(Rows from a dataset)
** START **
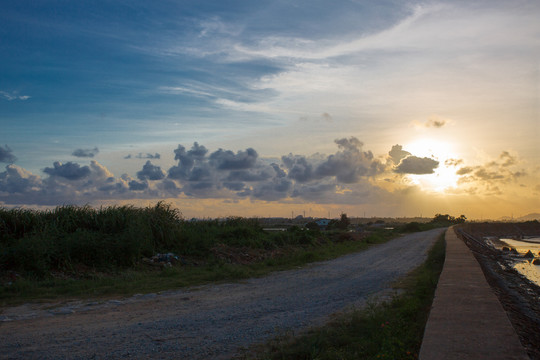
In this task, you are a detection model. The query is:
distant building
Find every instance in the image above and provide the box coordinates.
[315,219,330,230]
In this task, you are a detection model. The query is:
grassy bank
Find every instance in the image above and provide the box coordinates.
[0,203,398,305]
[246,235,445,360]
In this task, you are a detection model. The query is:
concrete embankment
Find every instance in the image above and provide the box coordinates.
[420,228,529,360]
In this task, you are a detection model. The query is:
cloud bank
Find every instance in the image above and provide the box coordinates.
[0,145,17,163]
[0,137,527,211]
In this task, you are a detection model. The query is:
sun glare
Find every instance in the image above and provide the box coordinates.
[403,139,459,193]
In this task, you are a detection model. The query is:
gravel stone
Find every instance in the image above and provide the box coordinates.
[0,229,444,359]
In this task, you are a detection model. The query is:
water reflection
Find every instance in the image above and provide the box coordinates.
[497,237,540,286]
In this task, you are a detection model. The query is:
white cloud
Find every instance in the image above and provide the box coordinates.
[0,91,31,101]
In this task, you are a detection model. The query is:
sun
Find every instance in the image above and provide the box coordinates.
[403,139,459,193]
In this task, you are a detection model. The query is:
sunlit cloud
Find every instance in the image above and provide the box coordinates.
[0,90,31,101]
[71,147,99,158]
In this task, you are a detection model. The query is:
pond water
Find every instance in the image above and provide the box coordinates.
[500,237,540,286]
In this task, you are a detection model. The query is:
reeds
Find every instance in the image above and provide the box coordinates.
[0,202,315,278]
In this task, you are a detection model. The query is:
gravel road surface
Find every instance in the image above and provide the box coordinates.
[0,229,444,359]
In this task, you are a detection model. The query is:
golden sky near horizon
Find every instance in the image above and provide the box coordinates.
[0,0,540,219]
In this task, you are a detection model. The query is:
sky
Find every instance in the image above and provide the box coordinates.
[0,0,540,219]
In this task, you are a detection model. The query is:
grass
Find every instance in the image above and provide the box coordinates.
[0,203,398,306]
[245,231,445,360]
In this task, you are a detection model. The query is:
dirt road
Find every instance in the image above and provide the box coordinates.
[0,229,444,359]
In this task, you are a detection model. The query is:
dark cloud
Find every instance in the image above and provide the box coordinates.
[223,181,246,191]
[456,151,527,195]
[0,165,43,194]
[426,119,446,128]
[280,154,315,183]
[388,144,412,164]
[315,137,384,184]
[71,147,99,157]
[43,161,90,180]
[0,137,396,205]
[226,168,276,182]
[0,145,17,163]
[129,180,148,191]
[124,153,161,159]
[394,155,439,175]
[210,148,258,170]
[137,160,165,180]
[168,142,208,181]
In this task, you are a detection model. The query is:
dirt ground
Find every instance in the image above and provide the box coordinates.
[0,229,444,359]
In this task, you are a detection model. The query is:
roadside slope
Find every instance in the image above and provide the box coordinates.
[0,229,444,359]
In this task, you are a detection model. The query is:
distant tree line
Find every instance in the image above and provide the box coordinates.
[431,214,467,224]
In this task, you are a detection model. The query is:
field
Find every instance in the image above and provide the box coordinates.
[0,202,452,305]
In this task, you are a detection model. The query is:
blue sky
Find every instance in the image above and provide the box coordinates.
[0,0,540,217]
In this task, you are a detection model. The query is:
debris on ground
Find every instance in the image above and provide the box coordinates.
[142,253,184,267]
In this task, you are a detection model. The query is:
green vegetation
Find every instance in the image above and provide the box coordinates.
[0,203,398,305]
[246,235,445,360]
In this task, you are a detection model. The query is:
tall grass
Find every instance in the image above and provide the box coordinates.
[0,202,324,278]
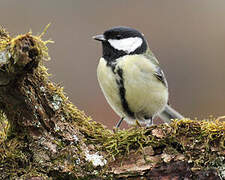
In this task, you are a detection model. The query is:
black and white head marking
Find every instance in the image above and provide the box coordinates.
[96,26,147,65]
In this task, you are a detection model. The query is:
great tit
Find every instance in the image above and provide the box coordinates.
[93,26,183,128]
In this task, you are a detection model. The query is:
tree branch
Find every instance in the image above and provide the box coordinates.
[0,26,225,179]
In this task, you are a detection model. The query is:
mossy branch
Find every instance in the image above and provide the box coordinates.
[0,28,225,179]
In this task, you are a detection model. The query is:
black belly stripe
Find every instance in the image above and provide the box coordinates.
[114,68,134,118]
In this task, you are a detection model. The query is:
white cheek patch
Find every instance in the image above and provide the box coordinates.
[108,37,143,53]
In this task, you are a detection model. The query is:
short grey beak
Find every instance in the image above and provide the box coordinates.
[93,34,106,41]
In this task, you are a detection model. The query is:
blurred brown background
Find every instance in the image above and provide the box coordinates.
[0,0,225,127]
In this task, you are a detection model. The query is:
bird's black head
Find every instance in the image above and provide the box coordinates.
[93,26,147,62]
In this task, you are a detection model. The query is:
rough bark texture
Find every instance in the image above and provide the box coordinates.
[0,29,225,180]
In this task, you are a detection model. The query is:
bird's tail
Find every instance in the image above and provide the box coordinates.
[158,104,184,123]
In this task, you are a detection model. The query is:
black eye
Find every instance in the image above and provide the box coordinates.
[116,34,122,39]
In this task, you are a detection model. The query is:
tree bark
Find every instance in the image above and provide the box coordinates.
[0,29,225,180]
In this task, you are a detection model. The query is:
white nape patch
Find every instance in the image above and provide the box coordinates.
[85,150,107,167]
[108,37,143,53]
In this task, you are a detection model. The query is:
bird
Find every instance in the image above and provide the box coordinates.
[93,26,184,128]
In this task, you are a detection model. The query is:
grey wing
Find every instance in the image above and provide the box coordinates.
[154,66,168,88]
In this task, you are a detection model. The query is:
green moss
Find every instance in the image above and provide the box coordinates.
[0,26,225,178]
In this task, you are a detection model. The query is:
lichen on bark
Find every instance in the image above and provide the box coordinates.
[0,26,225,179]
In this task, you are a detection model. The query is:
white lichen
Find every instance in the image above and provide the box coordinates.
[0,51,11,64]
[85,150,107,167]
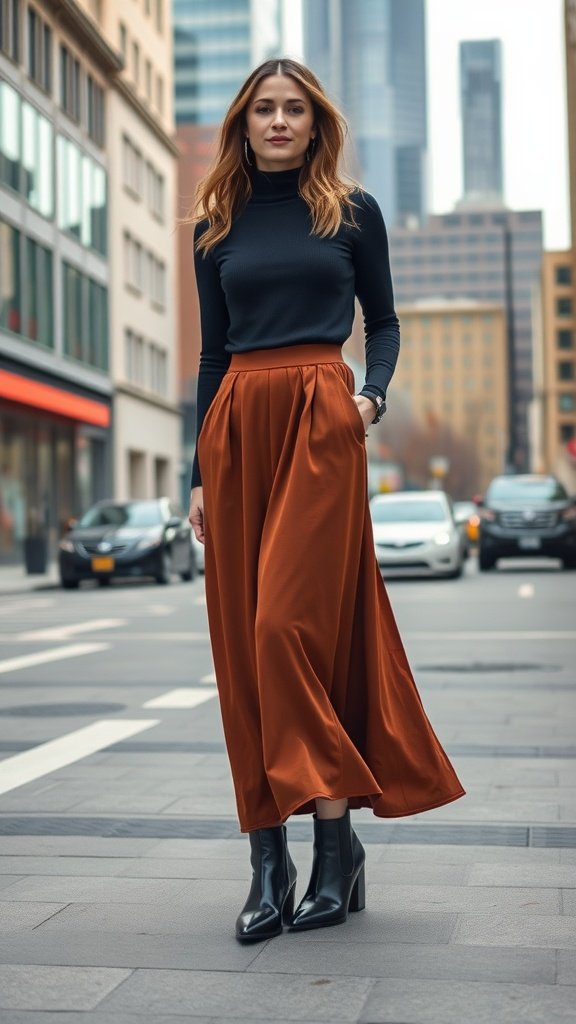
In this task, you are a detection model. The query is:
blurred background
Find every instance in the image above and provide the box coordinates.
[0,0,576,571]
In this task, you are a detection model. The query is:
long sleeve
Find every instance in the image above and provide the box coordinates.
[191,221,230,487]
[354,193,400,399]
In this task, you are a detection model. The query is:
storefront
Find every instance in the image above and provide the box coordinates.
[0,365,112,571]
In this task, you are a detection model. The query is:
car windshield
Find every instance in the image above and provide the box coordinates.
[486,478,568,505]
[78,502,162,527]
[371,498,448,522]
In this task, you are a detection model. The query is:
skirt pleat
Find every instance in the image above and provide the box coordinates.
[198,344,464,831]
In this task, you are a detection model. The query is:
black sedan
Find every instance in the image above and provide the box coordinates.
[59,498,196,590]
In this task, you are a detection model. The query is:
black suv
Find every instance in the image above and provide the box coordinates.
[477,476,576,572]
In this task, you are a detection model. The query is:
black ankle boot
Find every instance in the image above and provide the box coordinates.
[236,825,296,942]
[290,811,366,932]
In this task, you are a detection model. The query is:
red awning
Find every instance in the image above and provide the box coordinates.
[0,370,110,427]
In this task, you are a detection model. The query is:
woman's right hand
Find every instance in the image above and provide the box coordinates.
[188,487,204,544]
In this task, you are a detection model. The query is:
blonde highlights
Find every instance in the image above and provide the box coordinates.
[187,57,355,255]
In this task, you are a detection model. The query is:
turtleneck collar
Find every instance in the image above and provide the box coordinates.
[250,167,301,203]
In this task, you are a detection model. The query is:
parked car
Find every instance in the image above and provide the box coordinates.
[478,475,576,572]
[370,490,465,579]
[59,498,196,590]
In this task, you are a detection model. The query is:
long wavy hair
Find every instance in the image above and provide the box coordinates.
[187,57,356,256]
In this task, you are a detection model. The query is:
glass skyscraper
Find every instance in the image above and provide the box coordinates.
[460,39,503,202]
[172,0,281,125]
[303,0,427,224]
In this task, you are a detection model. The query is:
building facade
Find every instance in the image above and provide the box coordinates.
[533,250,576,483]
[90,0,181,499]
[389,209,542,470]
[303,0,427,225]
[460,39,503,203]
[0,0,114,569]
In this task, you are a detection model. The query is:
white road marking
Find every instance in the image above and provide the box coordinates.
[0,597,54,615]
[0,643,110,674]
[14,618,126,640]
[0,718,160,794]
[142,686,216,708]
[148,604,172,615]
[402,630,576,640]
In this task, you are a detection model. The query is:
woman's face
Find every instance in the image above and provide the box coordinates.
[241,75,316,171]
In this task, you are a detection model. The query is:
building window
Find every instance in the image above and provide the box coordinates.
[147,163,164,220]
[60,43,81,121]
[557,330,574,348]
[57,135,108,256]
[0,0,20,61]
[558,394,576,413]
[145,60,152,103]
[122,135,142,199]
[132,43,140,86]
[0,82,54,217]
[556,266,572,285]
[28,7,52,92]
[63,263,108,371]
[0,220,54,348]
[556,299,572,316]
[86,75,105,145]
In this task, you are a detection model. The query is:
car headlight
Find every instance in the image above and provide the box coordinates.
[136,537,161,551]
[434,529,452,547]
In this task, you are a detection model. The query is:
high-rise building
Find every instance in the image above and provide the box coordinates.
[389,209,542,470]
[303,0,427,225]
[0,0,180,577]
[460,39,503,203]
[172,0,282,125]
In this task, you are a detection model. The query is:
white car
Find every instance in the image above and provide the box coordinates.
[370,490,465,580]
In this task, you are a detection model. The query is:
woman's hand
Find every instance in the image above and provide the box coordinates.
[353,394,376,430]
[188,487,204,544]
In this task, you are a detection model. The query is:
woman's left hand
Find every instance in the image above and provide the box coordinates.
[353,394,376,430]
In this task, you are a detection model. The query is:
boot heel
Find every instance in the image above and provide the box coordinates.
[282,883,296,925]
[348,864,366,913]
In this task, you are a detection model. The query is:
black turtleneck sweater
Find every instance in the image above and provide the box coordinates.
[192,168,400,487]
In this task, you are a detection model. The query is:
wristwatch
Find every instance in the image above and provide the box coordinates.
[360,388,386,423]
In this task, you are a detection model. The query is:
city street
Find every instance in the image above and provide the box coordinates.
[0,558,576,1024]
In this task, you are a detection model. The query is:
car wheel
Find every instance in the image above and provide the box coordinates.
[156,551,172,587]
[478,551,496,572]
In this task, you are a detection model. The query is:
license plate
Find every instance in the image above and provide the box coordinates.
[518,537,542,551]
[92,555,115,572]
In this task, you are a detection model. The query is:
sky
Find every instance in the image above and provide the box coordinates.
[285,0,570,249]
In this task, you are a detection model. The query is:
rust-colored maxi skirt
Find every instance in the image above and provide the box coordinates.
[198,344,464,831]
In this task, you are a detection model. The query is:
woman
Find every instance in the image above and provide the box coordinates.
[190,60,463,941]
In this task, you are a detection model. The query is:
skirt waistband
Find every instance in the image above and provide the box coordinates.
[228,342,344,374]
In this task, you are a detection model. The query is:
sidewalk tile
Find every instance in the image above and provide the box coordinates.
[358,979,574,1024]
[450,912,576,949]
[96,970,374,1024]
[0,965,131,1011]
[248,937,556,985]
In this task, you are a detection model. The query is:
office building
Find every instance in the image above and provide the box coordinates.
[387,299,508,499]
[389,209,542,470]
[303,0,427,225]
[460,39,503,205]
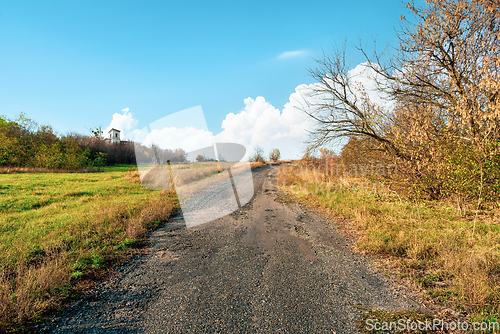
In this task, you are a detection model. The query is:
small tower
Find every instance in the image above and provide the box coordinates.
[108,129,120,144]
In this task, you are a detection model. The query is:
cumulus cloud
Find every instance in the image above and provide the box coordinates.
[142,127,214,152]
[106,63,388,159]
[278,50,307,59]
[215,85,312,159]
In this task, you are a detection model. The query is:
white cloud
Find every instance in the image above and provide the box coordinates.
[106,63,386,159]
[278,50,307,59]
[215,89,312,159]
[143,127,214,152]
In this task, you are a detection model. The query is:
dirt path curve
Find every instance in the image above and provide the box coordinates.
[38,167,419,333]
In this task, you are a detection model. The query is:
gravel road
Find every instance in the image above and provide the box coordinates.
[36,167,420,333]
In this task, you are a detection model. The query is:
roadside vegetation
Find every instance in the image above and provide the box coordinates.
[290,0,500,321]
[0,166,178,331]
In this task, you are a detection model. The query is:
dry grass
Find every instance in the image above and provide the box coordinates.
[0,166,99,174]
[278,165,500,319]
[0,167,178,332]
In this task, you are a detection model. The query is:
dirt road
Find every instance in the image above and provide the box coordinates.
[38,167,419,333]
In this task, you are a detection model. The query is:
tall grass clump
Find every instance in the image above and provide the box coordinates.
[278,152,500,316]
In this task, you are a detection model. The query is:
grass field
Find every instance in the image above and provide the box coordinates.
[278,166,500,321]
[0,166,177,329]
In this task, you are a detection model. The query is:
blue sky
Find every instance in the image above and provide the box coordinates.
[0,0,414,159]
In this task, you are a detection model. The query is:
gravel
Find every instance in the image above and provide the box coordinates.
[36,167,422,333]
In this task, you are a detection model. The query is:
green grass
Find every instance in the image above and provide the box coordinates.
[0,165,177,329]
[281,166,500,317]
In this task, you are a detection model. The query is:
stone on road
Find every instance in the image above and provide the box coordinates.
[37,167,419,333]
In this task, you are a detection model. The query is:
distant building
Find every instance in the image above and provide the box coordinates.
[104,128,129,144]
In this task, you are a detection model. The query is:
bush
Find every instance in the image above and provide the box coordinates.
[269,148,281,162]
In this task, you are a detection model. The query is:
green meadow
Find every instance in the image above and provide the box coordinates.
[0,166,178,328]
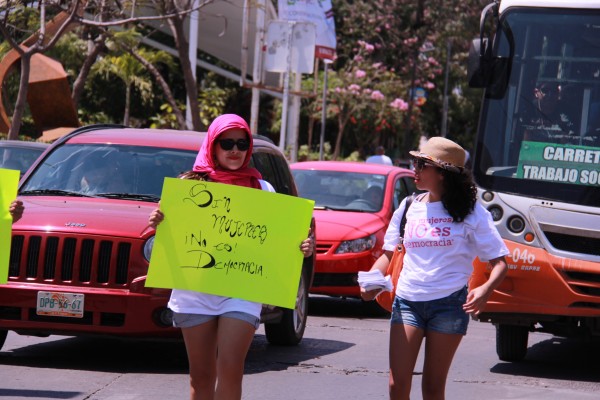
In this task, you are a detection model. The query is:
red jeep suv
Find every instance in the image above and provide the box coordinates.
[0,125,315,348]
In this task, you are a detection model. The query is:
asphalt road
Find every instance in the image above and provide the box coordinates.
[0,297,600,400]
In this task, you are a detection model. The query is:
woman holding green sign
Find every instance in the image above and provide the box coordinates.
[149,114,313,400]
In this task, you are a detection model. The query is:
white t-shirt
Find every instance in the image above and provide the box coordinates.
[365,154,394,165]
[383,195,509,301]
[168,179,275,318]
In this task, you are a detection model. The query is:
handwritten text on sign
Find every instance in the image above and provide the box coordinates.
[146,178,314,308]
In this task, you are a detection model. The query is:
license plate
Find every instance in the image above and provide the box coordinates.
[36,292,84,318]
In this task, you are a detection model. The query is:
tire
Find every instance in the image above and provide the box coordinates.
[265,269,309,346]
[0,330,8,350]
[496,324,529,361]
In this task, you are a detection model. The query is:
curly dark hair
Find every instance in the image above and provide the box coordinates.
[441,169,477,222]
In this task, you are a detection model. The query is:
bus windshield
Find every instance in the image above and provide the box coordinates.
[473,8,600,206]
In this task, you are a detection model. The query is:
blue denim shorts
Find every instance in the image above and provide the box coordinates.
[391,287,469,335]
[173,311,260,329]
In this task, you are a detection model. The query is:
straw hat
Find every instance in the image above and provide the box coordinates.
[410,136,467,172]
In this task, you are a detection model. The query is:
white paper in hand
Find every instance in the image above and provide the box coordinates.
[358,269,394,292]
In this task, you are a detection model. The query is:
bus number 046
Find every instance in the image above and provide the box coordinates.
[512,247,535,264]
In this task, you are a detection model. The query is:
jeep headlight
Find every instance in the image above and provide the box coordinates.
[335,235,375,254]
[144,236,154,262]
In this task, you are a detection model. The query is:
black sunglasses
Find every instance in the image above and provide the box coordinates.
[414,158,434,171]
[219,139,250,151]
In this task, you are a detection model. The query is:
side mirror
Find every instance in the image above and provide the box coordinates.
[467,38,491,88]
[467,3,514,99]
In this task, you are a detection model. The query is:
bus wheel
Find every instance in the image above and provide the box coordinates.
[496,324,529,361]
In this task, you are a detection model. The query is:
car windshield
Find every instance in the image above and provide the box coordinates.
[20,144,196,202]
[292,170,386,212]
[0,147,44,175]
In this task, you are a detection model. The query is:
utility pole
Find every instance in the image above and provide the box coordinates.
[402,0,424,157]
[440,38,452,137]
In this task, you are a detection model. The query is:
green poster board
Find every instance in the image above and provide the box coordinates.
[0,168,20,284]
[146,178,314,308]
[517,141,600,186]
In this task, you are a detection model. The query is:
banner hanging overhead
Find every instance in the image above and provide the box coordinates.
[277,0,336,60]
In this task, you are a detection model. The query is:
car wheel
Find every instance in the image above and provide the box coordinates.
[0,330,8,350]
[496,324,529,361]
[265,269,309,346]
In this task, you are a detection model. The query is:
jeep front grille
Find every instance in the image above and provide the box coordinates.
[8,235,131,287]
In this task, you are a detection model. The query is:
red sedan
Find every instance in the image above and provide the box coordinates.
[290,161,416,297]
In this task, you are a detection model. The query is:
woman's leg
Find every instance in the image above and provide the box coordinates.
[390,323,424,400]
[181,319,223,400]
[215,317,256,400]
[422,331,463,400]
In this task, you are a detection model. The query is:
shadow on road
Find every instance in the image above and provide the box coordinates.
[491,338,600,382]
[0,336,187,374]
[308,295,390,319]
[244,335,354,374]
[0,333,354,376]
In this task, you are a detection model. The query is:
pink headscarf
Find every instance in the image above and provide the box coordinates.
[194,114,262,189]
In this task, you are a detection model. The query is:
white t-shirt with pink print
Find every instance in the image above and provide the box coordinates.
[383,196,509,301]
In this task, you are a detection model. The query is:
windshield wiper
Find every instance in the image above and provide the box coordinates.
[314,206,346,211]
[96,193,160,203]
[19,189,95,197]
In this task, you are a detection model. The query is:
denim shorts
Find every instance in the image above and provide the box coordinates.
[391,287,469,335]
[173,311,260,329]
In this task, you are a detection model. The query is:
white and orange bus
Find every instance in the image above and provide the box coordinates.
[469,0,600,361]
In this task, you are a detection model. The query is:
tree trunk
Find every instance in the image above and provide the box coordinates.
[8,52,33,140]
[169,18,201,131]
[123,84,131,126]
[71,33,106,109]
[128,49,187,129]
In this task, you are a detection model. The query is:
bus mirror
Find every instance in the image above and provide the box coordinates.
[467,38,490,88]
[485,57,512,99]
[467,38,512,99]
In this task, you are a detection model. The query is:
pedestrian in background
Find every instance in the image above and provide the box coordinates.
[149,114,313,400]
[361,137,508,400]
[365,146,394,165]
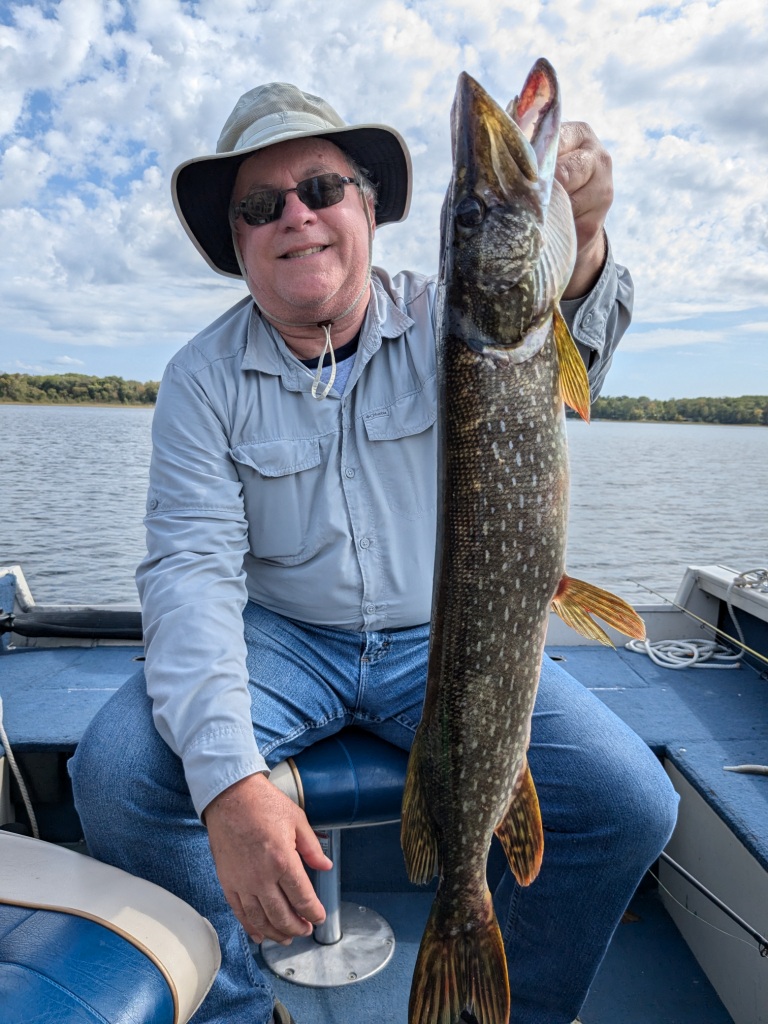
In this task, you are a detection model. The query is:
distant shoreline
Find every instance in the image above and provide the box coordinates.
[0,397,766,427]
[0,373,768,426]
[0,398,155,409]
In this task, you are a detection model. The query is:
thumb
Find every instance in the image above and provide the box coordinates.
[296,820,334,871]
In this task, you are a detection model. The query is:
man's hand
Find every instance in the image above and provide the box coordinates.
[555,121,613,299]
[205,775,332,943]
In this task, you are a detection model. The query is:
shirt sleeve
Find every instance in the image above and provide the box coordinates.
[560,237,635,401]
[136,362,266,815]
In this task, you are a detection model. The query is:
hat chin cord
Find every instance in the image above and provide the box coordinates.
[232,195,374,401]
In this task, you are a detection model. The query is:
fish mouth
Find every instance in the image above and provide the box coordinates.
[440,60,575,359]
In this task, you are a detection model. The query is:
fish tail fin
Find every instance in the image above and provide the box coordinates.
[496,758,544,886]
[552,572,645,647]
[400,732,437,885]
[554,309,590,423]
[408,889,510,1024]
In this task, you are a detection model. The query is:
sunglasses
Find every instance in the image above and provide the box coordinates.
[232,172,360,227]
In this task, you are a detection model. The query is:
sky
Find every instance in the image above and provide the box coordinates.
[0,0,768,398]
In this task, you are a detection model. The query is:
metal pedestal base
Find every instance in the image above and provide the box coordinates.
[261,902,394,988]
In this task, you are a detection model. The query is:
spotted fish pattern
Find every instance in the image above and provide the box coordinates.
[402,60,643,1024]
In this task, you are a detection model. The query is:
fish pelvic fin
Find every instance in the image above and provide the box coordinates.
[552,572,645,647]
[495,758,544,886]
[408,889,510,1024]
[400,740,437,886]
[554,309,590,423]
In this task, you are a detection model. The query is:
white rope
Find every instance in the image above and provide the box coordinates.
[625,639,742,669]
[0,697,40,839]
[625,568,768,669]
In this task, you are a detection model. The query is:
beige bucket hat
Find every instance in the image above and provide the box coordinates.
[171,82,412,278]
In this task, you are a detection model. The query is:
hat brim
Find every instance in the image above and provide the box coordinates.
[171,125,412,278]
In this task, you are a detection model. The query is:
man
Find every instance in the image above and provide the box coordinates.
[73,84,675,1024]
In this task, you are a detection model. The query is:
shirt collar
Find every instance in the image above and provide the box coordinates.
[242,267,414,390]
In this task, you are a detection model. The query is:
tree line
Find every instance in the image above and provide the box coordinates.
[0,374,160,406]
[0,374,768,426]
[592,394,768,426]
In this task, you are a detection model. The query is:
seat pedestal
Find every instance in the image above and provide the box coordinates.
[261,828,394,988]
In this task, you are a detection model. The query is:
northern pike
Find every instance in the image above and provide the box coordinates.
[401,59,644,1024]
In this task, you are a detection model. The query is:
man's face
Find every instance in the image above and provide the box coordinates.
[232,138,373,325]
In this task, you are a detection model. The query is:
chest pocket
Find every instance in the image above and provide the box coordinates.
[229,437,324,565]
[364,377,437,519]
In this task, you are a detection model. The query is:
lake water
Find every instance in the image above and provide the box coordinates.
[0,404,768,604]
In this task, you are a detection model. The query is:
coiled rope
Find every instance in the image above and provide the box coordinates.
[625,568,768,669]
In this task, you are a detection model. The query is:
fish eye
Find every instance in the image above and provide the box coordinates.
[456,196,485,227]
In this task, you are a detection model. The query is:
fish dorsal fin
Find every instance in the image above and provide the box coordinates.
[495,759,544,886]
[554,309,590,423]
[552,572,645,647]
** END **
[Given request]
Output everything from the start of the records down to the line containing "[0,91,31,101]", including both ends, as a Markdown table with the columns Row and Line. Number each line in the Row column, skip blank lines, and leave the pictures out.

[Written answer]
| Row | Line |
|---|---|
| 1 | In this task, you are a detection model. The query is: |
| 2 | distant building |
| 3 | Find every instance in the image above and provide the box coordinates. |
| 4 | [315,219,330,230] |
| 5 | In this task, you are a detection model. The query is: |
| 6 | grassy bank |
| 7 | Find every instance in the image above and provide the box coordinates. |
| 8 | [0,203,398,305] |
| 9 | [246,235,445,360] |
| 10 | In this task, you are a detection model. The query is: |
| 11 | concrete embankment |
| 12 | Find every instance in the image above and provide the box coordinates. |
| 13 | [420,228,529,360] |
| 14 | In this task, you are a detection model. The query is: |
| 15 | cloud bank |
| 16 | Find every instance in the image above and provide the box coordinates. |
| 17 | [0,145,17,163] |
| 18 | [0,137,527,211] |
| 19 | In this task, you are a detection model. The query is: |
| 20 | sun glare |
| 21 | Find every instance in the image above and provide the box coordinates. |
| 22 | [403,139,459,193] |
| 23 | In this task, you are a detection model. The query is: |
| 24 | gravel stone |
| 25 | Find every instance in the image above and provide the box coordinates. |
| 26 | [0,229,444,359] |
| 27 | In this task, you are a detection model. The query is: |
| 28 | water reflection |
| 29 | Find every instance in the image above and provide the box coordinates. |
| 30 | [497,237,540,286] |
| 31 | In this task, you are a detection model. The query is: |
| 32 | white cloud |
| 33 | Find every instance in the image above and provide the box coordinates. |
| 34 | [0,91,31,101] |